For years, doctors told us that coffee wasn’t good for us and tried to get us to quit or switch to decaf.
However, recent research tells us to fill up our cups! Like most medicinal plants, coffee is chemically complex, including a group of powerful polyphenols, and has multiple benefits. A large 13-year study linked drinking two to three cups of coffee a day with a 10 percent decreased risk of death. (Note that one cup measures 8 ounces — a smaller amount than fills most mugs.)
And, check out these benefits of the hot stuff:
1. Coffee protects the nervous system. In addition to keeping us alert, regular coffee consumption reduces the risk of stroke, depression, dementia, and Parkinson’s disease. When people with mild cognitive impairment (loss of memory and other mental functions less severe than outright dementia) drank three to five (8-ounce) cups a day, they reduced their risk of progressing to actual dementia.
2. Coffee helps shield the system against cardiovascular disease. Regular coffee consumption lowers the risk of type 2 diabetes and may help overweight people shed pounds. Being overweight and having diabetes elevates cardiovascular disease risk. Just be sure to steer clear of unfiltered coffee, which can raise cholesterol.
3. Coffee reduces the risk for some cancers, including colon, prostate, uterine, skin (basal cell carcinoma), and head and neck cancer.
4. Coffee also benefits the liver and reduces the risk of gallstones.
5. Because caffeine relaxes the smooth muscle encircling the airways, it was a traditional remedy for asthma. And its effects on muscle can enhance strength and endurance.

[Stored data entries]
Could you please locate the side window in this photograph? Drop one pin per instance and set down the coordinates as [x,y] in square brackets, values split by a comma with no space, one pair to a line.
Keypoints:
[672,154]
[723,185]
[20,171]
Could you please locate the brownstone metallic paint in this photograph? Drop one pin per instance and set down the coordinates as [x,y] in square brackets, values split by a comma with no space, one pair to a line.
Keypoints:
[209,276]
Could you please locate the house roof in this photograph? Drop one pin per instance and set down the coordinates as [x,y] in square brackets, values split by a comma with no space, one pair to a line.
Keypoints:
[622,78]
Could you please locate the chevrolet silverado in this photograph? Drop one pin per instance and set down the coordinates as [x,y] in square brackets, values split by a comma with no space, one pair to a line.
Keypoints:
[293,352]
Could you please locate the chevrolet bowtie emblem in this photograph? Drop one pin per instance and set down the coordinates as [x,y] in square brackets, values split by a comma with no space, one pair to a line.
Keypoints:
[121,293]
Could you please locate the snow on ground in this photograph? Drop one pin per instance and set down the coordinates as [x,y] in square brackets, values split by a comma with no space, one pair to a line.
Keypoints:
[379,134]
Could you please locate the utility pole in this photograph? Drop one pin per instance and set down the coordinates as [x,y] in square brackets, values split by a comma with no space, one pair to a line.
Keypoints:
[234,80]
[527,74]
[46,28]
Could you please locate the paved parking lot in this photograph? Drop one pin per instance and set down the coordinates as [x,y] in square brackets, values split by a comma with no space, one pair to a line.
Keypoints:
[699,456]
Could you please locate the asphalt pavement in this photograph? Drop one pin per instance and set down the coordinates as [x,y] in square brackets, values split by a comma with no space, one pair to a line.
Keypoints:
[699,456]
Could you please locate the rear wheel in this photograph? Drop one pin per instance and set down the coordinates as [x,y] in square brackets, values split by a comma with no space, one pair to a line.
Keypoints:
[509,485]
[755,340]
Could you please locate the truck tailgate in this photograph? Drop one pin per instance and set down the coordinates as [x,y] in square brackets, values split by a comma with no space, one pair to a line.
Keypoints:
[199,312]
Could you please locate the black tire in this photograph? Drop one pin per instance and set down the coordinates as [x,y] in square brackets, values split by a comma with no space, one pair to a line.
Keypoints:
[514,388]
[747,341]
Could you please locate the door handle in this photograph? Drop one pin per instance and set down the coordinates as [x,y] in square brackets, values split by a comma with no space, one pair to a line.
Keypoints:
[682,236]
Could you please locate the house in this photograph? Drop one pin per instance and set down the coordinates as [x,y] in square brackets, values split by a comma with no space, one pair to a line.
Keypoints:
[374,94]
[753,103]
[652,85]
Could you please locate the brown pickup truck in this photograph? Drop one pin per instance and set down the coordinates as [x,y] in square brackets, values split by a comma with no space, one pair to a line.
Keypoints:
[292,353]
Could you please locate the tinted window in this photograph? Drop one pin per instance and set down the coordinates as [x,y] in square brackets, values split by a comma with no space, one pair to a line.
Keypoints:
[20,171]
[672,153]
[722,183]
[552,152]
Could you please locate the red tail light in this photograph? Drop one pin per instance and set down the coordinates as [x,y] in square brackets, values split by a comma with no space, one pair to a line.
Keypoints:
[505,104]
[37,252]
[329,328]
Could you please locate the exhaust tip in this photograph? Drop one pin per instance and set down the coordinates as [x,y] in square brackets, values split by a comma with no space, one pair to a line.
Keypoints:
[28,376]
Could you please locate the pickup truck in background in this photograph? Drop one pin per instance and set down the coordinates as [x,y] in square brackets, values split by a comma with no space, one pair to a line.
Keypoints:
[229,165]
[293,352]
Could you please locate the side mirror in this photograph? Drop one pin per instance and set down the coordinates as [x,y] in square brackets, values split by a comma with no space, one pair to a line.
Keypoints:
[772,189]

» **Questions on the material**
a) Reproduce word for word the stretch of the coffee article from "For years, doctors" through "fills most mugs.)".
b) Which kind of coffee does the coffee article say to avoid because it can raise cholesterol?

» **Answers for this exercise**
a)
For years, doctors told us that coffee wasn’t good for us and tried to get us to quit or switch to decaf.
However, recent research tells us to fill up our cups! Like most medicinal plants, coffee is chemically complex, including a group of powerful polyphenols, and has multiple benefits. A large 13-year study linked drinking two to three cups of coffee a day with a 10 percent decreased risk of death. (Note that one cup measures 8 ounces — a smaller amount than fills most mugs.)

b) Unfiltered coffee.